Problem to work on:
Go through the entries below and copy every line that holds the word "this".

Saved entries

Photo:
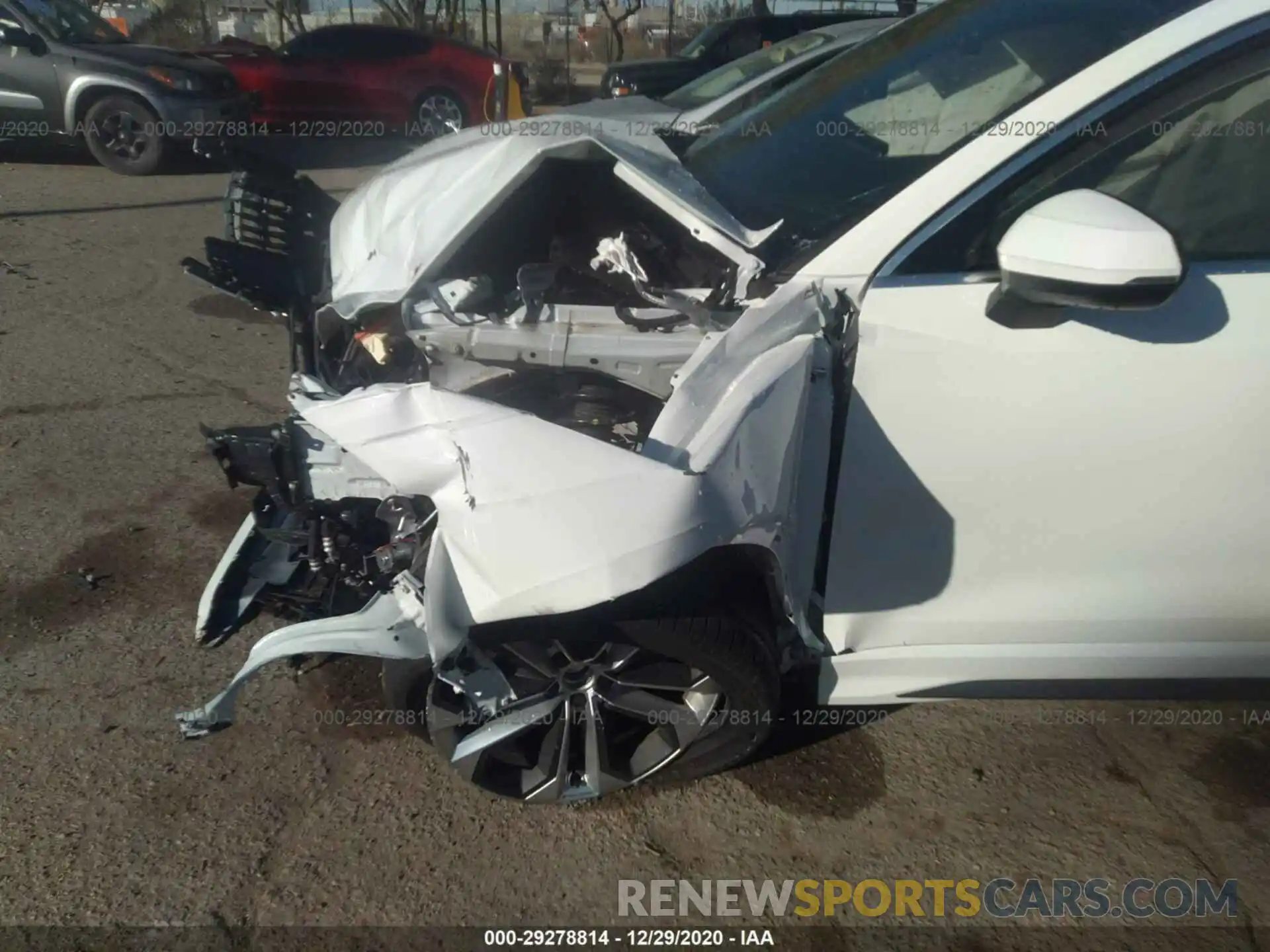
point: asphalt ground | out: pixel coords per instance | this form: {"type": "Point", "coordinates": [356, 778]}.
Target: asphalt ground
{"type": "Point", "coordinates": [110, 358]}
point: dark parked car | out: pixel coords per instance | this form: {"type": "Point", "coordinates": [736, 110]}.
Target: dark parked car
{"type": "Point", "coordinates": [65, 71]}
{"type": "Point", "coordinates": [716, 45]}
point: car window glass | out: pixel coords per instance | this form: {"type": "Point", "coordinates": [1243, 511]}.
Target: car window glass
{"type": "Point", "coordinates": [704, 41]}
{"type": "Point", "coordinates": [1191, 155]}
{"type": "Point", "coordinates": [727, 78]}
{"type": "Point", "coordinates": [380, 45]}
{"type": "Point", "coordinates": [874, 120]}
{"type": "Point", "coordinates": [743, 40]}
{"type": "Point", "coordinates": [69, 22]}
{"type": "Point", "coordinates": [323, 42]}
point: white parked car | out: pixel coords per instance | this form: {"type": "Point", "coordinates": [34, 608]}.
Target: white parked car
{"type": "Point", "coordinates": [943, 371]}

Answer to the problem:
point: asphalt ground | out: pixel coords per instance | this form: {"type": "Point", "coordinates": [356, 778]}.
point: dark parked car | out: pixel coords per instance | this form: {"type": "Point", "coordinates": [736, 110]}.
point: car window glass | out: pixel coords per instance | this form: {"type": "Point", "coordinates": [1243, 511]}.
point: white parked car | out: pixel coords per instance | this form: {"type": "Point", "coordinates": [34, 608]}.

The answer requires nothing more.